Prompt ::
Extend the court passage below on LAUSD's denial of the charter schools' renewal petitions, picking up after its last sentence.

Petitioner contends that a preliminary injunction should issue because LAUSD improperly denied the Charter Schools’ renewal petitions. Specifically, Petitioner argues that LAUSD’s June 27, 2014 findings fail to comply with Title 5 of the California Code of Regulations (“5 CCR”) Section 11966.5 because they were never reviewed or approved by LAUSD’s Board. Petitioner also argues that regardless of whether LAUSD’s Board approved the June 27, 2014 findings, the Charter Schools’ petitions were automatically renewed 90 days after the schools submitted their petitions on November 6, 2013 because the schools’ waiver of the automatic renewal provision set forth in 5 CCR Section 11966.4 was invalid.
In turn, LAUSD argues that the June 27, 2014 findings are valid because the Board properly delegated its power to issue written findings to LAUSD’s staff. LAUSD also argues that Petitioner prematurely seeks judicial review of LAUSD’s denial of the schools’ petitions because the Charter Schools have failed to exhaust their administrative remedies by appealing the June 27, 2014 findings to the Los Angeles County Office of Education (“LACOE”). Finally, LAUSD argues that the petitions were never automatically renewed because the Charter Schools voluntarily waived the application of 5 CCR Section 11966.4 to their renewal petitions.

Data shown ::

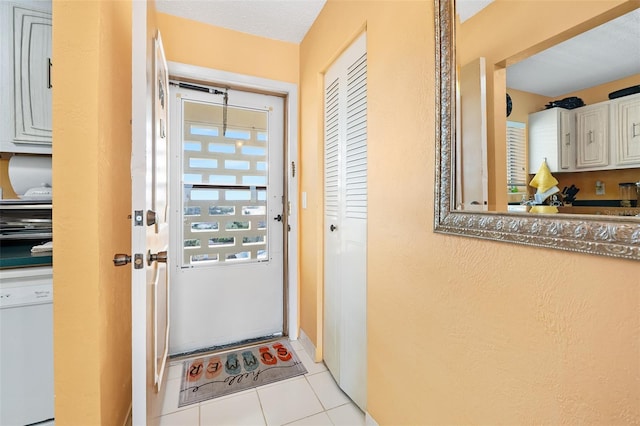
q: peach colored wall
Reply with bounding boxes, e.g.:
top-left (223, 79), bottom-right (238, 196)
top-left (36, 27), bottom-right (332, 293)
top-left (0, 157), bottom-right (18, 198)
top-left (300, 0), bottom-right (640, 425)
top-left (53, 0), bottom-right (131, 425)
top-left (158, 13), bottom-right (299, 83)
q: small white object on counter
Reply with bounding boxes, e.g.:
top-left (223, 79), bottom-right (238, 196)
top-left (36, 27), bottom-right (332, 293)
top-left (31, 241), bottom-right (53, 253)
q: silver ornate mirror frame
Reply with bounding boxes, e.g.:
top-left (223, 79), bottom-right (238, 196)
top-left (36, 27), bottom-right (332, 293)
top-left (434, 0), bottom-right (640, 260)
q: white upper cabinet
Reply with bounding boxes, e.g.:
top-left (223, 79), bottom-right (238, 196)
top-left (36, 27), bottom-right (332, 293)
top-left (0, 1), bottom-right (52, 154)
top-left (529, 108), bottom-right (575, 174)
top-left (528, 94), bottom-right (640, 174)
top-left (575, 102), bottom-right (609, 169)
top-left (611, 94), bottom-right (640, 168)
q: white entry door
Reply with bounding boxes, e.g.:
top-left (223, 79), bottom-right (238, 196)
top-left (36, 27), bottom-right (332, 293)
top-left (170, 82), bottom-right (288, 354)
top-left (324, 34), bottom-right (367, 410)
top-left (131, 1), bottom-right (169, 426)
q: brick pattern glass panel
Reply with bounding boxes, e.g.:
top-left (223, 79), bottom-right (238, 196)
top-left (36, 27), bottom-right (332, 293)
top-left (182, 101), bottom-right (269, 266)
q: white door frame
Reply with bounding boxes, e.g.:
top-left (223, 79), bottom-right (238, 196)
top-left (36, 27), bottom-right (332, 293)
top-left (168, 61), bottom-right (300, 340)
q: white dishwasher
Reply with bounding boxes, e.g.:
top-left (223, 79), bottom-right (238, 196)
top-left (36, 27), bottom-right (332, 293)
top-left (0, 267), bottom-right (54, 426)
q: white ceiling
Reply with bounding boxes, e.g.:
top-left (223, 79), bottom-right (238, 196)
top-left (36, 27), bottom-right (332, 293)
top-left (156, 0), bottom-right (326, 43)
top-left (456, 0), bottom-right (640, 97)
top-left (156, 0), bottom-right (640, 97)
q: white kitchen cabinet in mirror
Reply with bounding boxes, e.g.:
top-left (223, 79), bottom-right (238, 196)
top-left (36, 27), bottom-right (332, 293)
top-left (434, 0), bottom-right (640, 260)
top-left (610, 94), bottom-right (640, 167)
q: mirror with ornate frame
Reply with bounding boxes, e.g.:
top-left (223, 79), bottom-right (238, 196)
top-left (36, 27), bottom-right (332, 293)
top-left (434, 0), bottom-right (640, 260)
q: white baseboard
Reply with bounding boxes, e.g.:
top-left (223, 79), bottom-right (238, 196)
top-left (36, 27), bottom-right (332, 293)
top-left (122, 404), bottom-right (133, 426)
top-left (298, 329), bottom-right (317, 362)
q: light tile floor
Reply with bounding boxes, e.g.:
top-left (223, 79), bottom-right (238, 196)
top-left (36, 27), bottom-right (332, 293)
top-left (159, 341), bottom-right (365, 426)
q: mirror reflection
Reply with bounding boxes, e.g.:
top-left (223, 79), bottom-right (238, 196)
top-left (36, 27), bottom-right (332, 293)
top-left (452, 0), bottom-right (640, 220)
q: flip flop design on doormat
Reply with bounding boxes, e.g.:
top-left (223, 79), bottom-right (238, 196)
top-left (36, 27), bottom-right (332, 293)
top-left (178, 340), bottom-right (307, 407)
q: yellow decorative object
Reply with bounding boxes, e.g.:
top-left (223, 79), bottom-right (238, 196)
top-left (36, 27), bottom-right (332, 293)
top-left (529, 205), bottom-right (558, 214)
top-left (529, 161), bottom-right (558, 193)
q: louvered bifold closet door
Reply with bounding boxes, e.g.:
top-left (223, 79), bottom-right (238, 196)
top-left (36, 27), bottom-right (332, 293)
top-left (323, 34), bottom-right (367, 409)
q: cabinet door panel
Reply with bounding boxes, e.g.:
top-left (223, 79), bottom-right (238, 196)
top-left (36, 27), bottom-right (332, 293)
top-left (576, 104), bottom-right (609, 168)
top-left (13, 7), bottom-right (51, 144)
top-left (614, 95), bottom-right (640, 166)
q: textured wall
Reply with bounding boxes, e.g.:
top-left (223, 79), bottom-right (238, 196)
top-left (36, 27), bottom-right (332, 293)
top-left (53, 1), bottom-right (131, 425)
top-left (300, 0), bottom-right (640, 425)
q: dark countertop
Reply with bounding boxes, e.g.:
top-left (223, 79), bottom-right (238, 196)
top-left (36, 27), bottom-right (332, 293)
top-left (0, 239), bottom-right (53, 269)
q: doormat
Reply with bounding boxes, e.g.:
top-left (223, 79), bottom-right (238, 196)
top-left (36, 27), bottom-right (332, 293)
top-left (178, 340), bottom-right (307, 407)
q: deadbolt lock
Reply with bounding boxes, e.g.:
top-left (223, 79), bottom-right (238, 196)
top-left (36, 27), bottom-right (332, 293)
top-left (113, 253), bottom-right (144, 269)
top-left (147, 210), bottom-right (156, 226)
top-left (147, 250), bottom-right (167, 266)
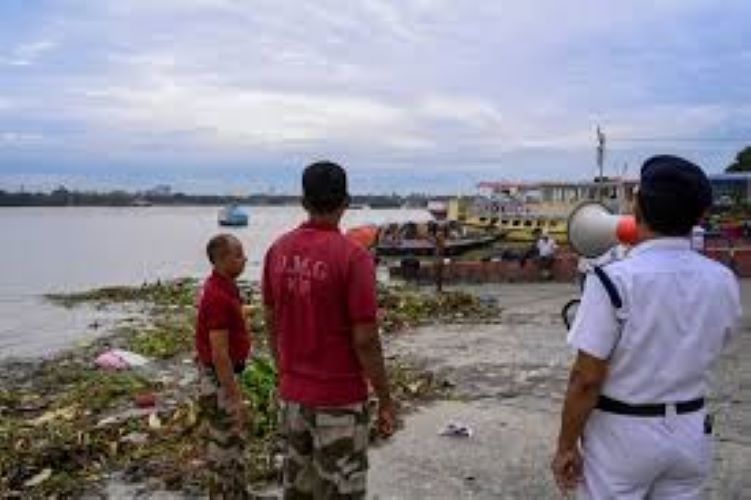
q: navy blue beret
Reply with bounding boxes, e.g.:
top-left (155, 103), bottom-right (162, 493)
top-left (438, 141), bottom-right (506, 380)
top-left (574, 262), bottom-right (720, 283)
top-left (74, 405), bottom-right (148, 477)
top-left (639, 155), bottom-right (712, 214)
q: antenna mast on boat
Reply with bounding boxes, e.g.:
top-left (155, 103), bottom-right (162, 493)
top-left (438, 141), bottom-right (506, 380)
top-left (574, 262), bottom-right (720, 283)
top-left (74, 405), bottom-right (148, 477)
top-left (597, 125), bottom-right (605, 182)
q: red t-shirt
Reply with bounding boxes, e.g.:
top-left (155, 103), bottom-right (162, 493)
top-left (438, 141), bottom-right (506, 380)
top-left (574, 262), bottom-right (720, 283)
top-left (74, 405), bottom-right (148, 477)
top-left (196, 271), bottom-right (250, 367)
top-left (263, 222), bottom-right (378, 407)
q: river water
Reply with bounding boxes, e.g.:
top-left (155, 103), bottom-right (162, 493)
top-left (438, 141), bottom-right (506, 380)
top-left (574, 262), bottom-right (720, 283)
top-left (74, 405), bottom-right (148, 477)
top-left (0, 207), bottom-right (430, 358)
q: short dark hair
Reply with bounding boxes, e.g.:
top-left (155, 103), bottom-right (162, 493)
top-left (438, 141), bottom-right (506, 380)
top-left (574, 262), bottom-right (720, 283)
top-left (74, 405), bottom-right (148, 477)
top-left (637, 155), bottom-right (712, 236)
top-left (206, 234), bottom-right (233, 264)
top-left (302, 161), bottom-right (349, 214)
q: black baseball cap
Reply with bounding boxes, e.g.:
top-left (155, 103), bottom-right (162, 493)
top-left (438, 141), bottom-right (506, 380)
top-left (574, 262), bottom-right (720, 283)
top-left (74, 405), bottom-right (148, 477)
top-left (302, 161), bottom-right (349, 213)
top-left (638, 155), bottom-right (712, 236)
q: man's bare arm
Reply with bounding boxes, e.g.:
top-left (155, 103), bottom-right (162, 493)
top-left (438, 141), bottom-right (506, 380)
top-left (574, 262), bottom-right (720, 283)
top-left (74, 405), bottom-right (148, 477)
top-left (209, 330), bottom-right (242, 404)
top-left (352, 323), bottom-right (391, 404)
top-left (263, 306), bottom-right (279, 370)
top-left (558, 351), bottom-right (608, 450)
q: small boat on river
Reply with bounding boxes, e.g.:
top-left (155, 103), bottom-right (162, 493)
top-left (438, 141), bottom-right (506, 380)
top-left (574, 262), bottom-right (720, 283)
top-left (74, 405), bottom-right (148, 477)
top-left (218, 205), bottom-right (248, 227)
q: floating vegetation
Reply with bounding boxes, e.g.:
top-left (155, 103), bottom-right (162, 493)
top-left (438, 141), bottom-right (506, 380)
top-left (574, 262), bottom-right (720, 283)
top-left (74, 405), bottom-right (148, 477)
top-left (45, 278), bottom-right (198, 307)
top-left (0, 279), bottom-right (499, 498)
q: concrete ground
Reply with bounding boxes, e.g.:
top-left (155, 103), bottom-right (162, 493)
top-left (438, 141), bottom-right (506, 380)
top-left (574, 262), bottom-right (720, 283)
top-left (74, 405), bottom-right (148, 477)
top-left (369, 282), bottom-right (751, 500)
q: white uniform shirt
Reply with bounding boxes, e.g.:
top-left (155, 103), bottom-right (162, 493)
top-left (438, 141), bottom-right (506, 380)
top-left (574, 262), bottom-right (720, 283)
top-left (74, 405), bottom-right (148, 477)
top-left (576, 244), bottom-right (628, 274)
top-left (537, 238), bottom-right (558, 257)
top-left (568, 238), bottom-right (741, 404)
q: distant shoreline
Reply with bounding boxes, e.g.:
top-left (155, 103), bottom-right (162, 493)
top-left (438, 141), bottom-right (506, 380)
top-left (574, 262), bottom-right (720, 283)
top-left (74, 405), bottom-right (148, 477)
top-left (0, 188), bottom-right (448, 208)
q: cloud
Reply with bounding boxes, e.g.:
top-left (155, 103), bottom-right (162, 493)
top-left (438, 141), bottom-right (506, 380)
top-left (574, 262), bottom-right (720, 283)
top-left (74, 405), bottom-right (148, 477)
top-left (0, 40), bottom-right (58, 66)
top-left (0, 0), bottom-right (751, 189)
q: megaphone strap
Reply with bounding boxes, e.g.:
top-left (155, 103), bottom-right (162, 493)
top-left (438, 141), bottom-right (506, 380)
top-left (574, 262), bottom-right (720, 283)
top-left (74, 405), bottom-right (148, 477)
top-left (593, 266), bottom-right (623, 309)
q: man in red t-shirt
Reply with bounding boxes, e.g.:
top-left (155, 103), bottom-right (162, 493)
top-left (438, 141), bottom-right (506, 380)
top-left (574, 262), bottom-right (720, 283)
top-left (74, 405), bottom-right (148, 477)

Result below ::
For the reasons discussed below, the Court finds that Petitioner is likely to succeed on the merits because LAUSD’s Board failed to issue proper written findings. That is, the June 27, 2014 written findings by the District’s staff are ineffective and the Charter Schools are not required to, and cannot, avail themselves of the administrative appeal procedures provided under 5 CCR Section 11966.5. However, the Court finds that Petitioner has failed to prove that the Charter Schools’ petitions were automatically renewed 90 days after the schools submitted their petitions to LAUSD on the basis that the waivers are invalid. Nevertheless, because LAUSD’s Board never rescinded its conditional approval of the schools’ petitions, LAUSD is enjoined from enforcing its June 27, 2014 decision.
a. LAUSD’s June 27, 2014 Retroactive Denial Has No Legal Effect
On March 4, 2014, LAUSD’s Board issued a conditional approval of the Charter Schools’ renewal petitions pending further investigation of the schools’ financial activities and conditions. The conditional approval provided for two possible outcomes following LAUSD’s investigation. (See e.g., July 16, 2014 Reed Decl., ¶ 3, Exhibit C [p. 5]). If LAUSD’s investigation revealed no material findings concerning the schools’ financial activities and conditions, the schools’ charter petitions would be approved and deemed renewed as of July 1, 2014. (Id., ¶ 3, Exhibit C [p.5]). On the other hand, if the investigation revealed material findings, the schools’ charter petitions would be denied and deemed expired as of June 30, 2014. (Id., ¶ 3, Exhibit C [p.5]). Although not expressly required by the terms of the conditional approval, members of the Board requested that, in the event material findings were made during LAUSD’s staff’s investigation of the Charter Schools, the staff bring its findings before the Board. (See Id., ¶ 4, Exhibit E [pp. 53:8-17, 58:16-24]).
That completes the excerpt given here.